### Dataset entries about object locations
>> BEGIN
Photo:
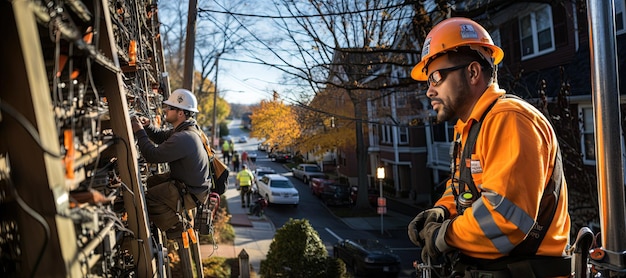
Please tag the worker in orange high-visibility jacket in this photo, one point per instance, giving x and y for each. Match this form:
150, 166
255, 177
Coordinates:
504, 212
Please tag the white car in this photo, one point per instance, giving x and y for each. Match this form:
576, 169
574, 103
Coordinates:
278, 189
306, 172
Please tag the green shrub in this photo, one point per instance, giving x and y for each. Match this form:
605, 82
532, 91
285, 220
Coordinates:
223, 232
216, 267
298, 251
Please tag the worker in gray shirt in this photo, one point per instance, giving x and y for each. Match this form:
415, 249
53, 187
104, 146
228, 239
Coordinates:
182, 148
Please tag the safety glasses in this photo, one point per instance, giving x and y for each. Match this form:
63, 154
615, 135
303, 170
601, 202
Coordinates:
438, 76
169, 107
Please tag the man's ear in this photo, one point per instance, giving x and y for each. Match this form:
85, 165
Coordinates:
475, 71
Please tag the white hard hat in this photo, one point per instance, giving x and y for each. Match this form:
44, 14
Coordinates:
183, 99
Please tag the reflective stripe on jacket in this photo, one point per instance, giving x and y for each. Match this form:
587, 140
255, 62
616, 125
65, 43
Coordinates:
511, 165
244, 177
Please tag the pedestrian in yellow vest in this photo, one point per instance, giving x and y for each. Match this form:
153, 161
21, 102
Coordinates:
245, 178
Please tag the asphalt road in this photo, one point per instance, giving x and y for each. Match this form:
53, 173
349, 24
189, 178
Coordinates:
330, 228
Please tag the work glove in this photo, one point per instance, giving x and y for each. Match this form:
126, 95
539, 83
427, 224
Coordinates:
434, 237
436, 214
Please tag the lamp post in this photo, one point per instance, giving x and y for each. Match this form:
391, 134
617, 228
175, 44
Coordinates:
382, 203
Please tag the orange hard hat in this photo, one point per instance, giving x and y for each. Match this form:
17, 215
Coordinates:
452, 33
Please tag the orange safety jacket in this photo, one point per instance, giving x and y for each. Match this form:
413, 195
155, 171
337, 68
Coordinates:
511, 165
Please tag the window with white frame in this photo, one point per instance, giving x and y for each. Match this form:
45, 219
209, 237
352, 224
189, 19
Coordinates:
403, 135
620, 18
536, 32
588, 141
386, 135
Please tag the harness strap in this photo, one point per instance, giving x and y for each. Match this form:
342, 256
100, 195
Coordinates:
549, 199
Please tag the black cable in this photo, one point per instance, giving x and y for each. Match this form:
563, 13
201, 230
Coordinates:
303, 16
23, 121
140, 244
35, 215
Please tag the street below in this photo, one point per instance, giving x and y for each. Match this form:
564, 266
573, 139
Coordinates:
330, 228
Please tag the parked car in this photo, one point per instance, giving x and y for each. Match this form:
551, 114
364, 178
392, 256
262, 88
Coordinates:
278, 190
258, 174
367, 257
318, 184
307, 171
334, 194
372, 195
262, 171
280, 156
263, 147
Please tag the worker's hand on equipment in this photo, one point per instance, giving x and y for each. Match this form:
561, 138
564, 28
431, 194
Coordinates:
136, 123
418, 223
144, 121
434, 238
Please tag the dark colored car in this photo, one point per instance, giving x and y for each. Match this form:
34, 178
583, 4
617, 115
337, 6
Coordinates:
372, 195
317, 185
282, 157
367, 257
334, 194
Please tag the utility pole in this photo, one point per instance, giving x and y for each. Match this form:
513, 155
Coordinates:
214, 128
190, 43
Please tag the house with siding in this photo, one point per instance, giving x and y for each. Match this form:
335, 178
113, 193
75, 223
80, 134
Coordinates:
546, 45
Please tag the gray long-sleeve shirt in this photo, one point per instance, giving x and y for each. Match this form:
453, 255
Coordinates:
182, 149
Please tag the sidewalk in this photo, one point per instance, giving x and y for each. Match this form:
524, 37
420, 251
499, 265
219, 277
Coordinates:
255, 234
252, 233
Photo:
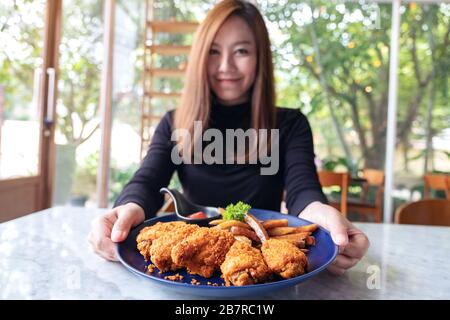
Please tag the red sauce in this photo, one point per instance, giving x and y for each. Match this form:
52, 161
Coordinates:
198, 215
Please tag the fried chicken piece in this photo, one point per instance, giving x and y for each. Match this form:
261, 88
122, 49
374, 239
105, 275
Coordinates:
203, 251
284, 258
244, 265
147, 235
160, 251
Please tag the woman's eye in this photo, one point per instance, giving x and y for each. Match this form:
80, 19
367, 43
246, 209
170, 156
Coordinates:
242, 51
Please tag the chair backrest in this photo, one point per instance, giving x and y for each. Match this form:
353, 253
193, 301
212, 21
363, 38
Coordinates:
436, 182
330, 179
374, 177
434, 212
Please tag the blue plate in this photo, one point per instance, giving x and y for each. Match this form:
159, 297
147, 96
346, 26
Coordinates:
319, 257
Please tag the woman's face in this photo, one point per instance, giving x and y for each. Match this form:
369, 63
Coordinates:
232, 62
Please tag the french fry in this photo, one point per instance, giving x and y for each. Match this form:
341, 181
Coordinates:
299, 239
279, 231
299, 243
309, 228
232, 223
238, 231
270, 224
216, 222
257, 227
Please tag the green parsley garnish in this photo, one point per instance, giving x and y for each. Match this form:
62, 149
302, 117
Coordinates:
236, 211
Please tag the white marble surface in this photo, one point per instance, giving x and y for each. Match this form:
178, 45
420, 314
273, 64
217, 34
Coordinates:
46, 256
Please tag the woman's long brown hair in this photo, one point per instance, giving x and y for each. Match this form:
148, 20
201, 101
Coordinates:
195, 103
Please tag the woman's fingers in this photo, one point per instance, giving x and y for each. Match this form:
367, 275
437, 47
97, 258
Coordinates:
344, 262
100, 236
122, 226
336, 270
357, 246
337, 226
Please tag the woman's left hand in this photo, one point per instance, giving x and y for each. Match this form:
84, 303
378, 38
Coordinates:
352, 242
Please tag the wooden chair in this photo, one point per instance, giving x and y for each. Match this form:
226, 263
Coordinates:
330, 179
372, 178
435, 212
436, 182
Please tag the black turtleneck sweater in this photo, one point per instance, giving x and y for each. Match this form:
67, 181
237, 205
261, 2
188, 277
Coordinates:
222, 184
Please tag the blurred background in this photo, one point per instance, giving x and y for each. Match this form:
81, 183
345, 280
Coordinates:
68, 66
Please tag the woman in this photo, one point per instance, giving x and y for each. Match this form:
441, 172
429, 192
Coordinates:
230, 85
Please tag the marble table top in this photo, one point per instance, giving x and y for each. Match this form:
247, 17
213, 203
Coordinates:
46, 255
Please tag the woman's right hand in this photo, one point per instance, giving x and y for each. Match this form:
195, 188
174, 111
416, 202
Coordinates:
113, 227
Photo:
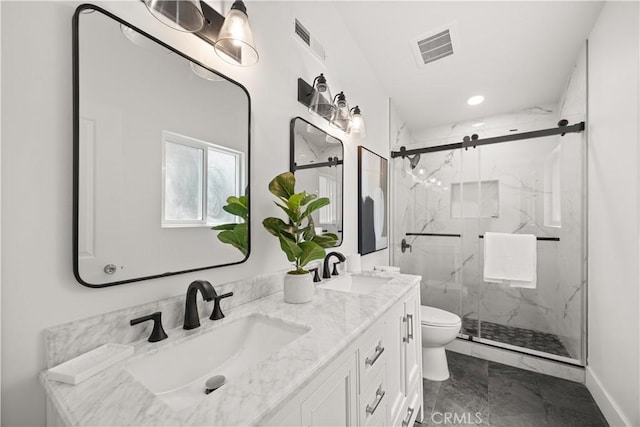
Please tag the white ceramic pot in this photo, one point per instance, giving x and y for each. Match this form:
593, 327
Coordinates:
298, 288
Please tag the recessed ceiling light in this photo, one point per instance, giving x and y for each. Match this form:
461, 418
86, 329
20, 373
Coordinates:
475, 100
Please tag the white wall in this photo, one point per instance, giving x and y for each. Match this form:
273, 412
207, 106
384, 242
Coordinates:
613, 324
37, 281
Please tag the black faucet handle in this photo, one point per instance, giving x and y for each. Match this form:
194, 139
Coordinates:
335, 268
217, 313
158, 333
316, 274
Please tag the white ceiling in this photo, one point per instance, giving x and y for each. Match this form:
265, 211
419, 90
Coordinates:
517, 54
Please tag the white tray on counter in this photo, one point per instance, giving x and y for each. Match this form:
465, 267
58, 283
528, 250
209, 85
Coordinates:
80, 368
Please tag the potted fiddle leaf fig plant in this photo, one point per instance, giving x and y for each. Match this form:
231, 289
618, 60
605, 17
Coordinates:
236, 233
297, 235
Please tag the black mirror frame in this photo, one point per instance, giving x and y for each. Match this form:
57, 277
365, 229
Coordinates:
292, 164
76, 146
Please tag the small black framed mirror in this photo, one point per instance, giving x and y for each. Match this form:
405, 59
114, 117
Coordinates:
160, 143
316, 158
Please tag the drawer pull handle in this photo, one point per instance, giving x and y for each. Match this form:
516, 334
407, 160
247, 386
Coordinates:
379, 396
379, 351
405, 422
410, 333
405, 319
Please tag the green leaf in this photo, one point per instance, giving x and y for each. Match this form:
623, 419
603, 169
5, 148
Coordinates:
309, 232
237, 237
327, 240
274, 226
229, 226
307, 199
310, 252
283, 185
295, 200
290, 248
315, 205
237, 209
292, 214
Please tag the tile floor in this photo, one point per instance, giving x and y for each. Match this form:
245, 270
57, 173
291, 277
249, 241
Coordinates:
521, 337
483, 393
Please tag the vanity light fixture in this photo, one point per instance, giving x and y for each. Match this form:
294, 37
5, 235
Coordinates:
181, 15
321, 99
357, 127
231, 37
235, 40
317, 98
341, 118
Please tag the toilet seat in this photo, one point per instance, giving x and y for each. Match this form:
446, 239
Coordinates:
431, 316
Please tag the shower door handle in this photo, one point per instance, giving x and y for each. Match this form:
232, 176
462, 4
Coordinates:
404, 246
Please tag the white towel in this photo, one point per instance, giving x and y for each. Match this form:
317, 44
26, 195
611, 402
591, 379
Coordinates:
510, 259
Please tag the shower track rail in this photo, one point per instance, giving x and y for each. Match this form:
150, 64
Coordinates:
562, 129
544, 239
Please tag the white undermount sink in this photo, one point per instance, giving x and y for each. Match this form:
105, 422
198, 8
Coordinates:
178, 374
355, 284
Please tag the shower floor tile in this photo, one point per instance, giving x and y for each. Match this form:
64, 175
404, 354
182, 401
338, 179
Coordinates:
521, 337
489, 394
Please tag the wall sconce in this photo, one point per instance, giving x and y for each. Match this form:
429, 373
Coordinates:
321, 100
357, 123
341, 118
180, 15
230, 37
317, 98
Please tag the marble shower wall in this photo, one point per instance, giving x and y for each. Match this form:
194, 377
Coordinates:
451, 266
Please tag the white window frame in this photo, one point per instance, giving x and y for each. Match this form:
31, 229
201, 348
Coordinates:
175, 138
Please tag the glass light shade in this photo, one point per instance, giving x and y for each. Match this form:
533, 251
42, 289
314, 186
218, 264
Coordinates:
341, 118
235, 41
321, 99
357, 127
181, 15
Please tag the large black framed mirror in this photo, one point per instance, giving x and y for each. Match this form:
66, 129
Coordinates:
160, 143
317, 161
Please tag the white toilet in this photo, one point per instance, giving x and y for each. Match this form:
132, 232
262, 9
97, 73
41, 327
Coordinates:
439, 328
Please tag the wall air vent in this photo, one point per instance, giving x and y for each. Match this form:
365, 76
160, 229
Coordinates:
305, 37
434, 46
302, 32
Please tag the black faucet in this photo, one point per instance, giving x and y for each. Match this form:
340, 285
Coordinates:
158, 333
325, 267
217, 313
191, 318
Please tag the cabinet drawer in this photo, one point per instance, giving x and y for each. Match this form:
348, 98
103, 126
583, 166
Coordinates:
373, 401
372, 355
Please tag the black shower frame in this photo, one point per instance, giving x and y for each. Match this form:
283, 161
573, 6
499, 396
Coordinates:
470, 142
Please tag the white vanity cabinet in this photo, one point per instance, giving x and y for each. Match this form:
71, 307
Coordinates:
376, 382
404, 375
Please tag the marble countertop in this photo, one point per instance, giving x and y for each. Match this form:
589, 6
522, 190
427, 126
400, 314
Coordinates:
335, 319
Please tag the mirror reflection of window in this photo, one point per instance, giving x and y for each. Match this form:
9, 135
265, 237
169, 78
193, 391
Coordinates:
191, 197
327, 187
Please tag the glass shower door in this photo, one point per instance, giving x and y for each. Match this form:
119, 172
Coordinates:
432, 241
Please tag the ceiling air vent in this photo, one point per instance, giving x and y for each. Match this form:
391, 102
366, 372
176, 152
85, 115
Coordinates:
304, 35
434, 46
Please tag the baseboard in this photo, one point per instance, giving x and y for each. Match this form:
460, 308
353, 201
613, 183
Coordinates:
615, 417
518, 360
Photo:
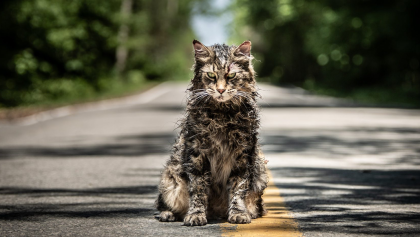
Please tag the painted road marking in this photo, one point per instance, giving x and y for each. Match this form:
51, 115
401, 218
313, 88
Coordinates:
278, 221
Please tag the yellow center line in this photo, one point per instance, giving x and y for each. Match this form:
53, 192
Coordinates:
277, 222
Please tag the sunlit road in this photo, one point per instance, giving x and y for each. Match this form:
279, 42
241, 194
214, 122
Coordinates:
342, 170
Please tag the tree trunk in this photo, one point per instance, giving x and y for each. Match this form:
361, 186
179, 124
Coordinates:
122, 51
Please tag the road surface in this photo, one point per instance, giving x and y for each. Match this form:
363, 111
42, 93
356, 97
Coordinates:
341, 170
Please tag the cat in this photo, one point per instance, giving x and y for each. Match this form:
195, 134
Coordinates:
217, 169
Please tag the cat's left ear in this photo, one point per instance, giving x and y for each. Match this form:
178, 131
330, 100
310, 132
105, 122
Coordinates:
244, 48
199, 49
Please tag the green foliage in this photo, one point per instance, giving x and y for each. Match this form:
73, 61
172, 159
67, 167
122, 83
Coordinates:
341, 47
55, 49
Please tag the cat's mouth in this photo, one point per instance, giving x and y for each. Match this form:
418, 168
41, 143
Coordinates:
221, 98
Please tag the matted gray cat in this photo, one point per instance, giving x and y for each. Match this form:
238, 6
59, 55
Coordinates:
216, 169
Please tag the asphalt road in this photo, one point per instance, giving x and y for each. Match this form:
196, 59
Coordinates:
342, 170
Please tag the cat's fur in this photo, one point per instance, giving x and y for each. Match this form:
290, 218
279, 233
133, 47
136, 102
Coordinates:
217, 169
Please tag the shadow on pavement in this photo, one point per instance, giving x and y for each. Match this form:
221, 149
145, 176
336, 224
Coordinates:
127, 146
395, 145
39, 204
343, 201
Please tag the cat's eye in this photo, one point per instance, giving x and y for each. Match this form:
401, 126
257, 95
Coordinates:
231, 75
211, 75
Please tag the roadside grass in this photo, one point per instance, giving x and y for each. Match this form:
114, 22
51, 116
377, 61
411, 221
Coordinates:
62, 92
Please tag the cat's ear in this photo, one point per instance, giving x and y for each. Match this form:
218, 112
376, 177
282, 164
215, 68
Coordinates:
199, 49
244, 48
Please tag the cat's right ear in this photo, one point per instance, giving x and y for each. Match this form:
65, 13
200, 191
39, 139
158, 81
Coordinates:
200, 50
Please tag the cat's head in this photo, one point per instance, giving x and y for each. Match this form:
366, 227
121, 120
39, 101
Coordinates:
223, 73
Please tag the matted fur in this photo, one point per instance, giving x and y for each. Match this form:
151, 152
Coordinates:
216, 169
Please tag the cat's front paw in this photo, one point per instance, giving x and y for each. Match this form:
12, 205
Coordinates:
195, 219
239, 218
167, 216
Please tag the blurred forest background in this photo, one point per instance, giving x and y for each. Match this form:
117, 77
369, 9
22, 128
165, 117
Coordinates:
58, 52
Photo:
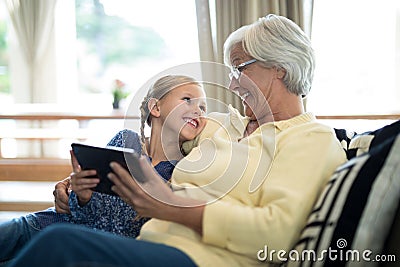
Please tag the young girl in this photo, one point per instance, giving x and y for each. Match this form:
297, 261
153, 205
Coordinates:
174, 108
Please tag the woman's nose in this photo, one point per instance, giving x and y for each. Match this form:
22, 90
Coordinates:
233, 84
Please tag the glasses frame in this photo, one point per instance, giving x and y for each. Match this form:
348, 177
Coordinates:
237, 70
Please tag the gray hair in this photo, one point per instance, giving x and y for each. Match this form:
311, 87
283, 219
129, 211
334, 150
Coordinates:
276, 41
158, 90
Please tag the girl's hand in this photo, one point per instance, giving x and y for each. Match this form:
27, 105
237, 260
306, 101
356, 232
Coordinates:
153, 198
79, 184
149, 198
61, 194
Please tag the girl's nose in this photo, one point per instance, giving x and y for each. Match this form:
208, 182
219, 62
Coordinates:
234, 84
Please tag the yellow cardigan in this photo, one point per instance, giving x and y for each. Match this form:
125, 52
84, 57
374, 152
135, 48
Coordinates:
260, 189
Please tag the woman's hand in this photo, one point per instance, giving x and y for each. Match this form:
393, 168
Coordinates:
61, 194
154, 198
81, 185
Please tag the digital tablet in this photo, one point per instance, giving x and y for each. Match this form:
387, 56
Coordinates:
99, 158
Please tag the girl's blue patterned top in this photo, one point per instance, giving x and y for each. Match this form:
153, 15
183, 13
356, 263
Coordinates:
106, 212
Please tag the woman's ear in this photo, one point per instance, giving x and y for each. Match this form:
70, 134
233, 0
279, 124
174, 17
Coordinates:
153, 107
280, 73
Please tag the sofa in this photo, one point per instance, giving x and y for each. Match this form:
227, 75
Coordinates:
356, 220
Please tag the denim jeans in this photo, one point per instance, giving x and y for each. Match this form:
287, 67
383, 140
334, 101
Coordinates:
14, 234
67, 245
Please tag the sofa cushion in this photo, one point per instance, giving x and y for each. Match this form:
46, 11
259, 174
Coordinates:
355, 211
362, 143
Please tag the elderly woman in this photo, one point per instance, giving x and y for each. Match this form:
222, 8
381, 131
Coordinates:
250, 183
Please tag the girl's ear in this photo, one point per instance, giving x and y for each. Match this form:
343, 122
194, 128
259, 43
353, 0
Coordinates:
153, 107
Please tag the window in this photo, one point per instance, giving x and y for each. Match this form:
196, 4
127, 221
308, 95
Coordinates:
4, 54
357, 46
131, 41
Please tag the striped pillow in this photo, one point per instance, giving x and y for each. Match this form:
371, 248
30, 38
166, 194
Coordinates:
355, 211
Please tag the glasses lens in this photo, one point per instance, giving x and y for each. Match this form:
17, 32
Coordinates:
235, 73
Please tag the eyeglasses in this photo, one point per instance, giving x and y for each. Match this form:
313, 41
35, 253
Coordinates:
237, 70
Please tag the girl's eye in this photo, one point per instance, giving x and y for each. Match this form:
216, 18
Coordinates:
187, 99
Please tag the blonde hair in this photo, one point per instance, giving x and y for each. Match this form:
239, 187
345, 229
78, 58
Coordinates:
158, 90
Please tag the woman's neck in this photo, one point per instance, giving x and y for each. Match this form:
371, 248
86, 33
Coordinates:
292, 106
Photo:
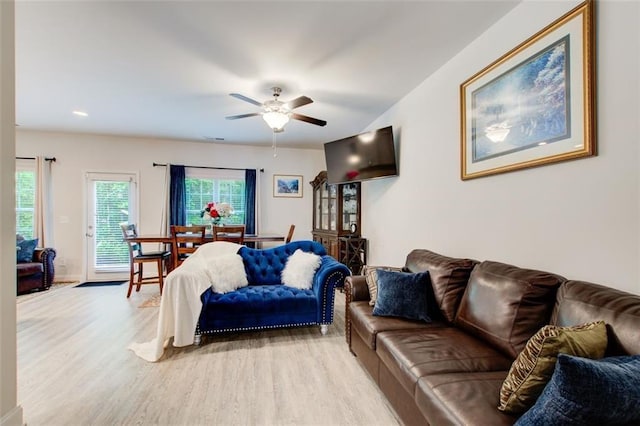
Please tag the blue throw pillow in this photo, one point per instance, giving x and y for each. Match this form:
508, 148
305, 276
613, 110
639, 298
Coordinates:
25, 253
583, 391
402, 294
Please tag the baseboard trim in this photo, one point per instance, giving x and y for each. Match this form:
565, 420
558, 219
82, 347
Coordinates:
13, 417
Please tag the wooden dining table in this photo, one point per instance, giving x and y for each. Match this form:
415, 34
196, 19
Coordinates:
258, 239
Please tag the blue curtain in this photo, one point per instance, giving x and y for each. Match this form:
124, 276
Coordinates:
250, 200
178, 196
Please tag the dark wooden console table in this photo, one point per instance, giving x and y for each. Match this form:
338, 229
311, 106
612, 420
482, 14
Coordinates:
353, 253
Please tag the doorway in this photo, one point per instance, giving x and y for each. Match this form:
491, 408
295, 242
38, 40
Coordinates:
111, 200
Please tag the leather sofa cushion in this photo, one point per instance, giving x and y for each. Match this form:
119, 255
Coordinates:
578, 302
411, 354
505, 305
368, 326
449, 278
462, 398
29, 268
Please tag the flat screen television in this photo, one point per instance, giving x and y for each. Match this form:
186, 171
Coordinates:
369, 155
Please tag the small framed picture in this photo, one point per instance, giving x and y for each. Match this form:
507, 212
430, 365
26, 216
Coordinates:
536, 104
288, 186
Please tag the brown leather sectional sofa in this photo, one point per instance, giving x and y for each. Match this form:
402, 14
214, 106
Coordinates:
450, 371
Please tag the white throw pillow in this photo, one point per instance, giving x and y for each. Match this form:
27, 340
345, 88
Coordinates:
226, 273
300, 269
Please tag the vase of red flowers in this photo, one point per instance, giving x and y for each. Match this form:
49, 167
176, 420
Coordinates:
214, 213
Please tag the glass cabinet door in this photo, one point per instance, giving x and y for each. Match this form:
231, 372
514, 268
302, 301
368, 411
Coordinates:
317, 208
333, 215
324, 206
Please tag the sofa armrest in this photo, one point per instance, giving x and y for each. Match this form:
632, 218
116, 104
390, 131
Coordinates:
46, 256
330, 274
356, 288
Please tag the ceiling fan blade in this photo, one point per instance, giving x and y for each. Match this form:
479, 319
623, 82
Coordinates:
244, 98
235, 117
308, 119
298, 102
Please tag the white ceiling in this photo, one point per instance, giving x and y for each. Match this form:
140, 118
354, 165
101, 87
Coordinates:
165, 69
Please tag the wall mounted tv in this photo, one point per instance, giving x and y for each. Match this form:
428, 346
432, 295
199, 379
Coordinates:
369, 155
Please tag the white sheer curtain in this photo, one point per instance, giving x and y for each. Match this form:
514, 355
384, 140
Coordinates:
166, 196
44, 203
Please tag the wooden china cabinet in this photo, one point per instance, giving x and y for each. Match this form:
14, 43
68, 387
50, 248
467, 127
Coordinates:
336, 221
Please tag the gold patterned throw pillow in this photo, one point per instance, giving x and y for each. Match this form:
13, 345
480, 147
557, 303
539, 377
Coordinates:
371, 276
534, 366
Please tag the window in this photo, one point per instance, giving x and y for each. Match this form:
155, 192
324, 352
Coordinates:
219, 186
26, 198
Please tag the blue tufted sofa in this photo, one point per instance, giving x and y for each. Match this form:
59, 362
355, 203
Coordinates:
266, 302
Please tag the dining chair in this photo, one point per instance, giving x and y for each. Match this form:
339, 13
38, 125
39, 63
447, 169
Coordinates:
186, 240
290, 234
138, 257
231, 233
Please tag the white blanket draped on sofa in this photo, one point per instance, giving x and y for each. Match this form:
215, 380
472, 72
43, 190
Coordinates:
180, 305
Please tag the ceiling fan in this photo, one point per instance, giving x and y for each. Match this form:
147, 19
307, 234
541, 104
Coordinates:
277, 113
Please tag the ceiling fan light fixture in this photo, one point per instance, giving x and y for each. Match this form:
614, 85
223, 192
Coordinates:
276, 120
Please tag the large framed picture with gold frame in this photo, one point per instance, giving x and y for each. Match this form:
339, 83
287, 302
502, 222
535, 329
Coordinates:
536, 104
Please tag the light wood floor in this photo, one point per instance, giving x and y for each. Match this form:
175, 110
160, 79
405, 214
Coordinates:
74, 369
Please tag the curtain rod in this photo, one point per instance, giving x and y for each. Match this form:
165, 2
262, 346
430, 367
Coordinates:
33, 158
202, 167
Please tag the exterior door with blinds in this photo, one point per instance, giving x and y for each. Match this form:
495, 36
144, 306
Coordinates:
111, 200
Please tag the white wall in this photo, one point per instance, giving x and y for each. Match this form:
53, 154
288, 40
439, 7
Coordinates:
578, 218
77, 154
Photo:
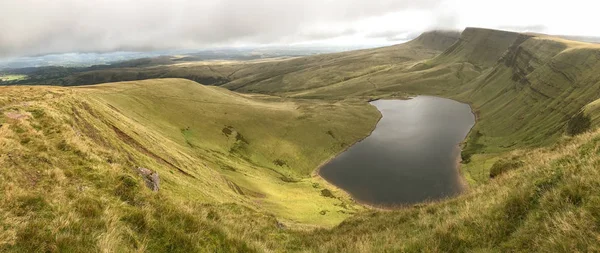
>> END
### TASK DIRECTIONS
Put everything from the line containing "Please tag the white blanket" down to the end of the entries into a numbered list, skipping blank lines. Leave the pictures out.

### SOLUTION TO THE PROBLEM
1. Please tag the white blanket draped on sofa in this photo, one point per instance, giving x and y for each. Match this form:
2. 215, 380
3. 472, 72
4. 43, 190
5. Coordinates:
6. 180, 305
7. Please tag the ceiling fan in this photo, one point per instance, giving x and y for each. Match this form:
8. 147, 19
9. 307, 234
10. 541, 104
11. Coordinates:
12. 277, 113
13. Please tag the ceiling fan light fixture in this photo, one point per instance, giving x and y for each. Match this form:
14. 614, 85
15. 223, 192
16. Coordinates:
17. 276, 120
18. Please tag the large framed picture with gold frame in this photo, one point per instance, giving x and y for each. Match this form:
19. 339, 83
20. 287, 302
21. 502, 222
22. 535, 329
23. Coordinates:
24. 536, 104
25. Please tag the light wood floor in this photo, one point per instance, giving x and y for each. Match this form:
26. 175, 110
27. 160, 79
28. 405, 214
29. Coordinates:
30. 74, 369
31. Please tag the curtain rod in this photo, one point per instance, giving x and y for each. Match this form:
32. 165, 2
33. 262, 346
34. 430, 367
35. Coordinates:
36. 33, 158
37. 202, 167
38. Please tag the exterior door with blinds in this photo, one point per instance, giving x and y for each. Match this form:
39. 495, 36
40. 144, 306
41. Coordinates:
42. 111, 200
43. Please tag the white wall in this photo, one point per instance, giving x and y for each. Match this form:
44. 53, 154
45. 288, 40
46. 439, 7
47. Coordinates:
48. 578, 218
49. 77, 154
50. Photo:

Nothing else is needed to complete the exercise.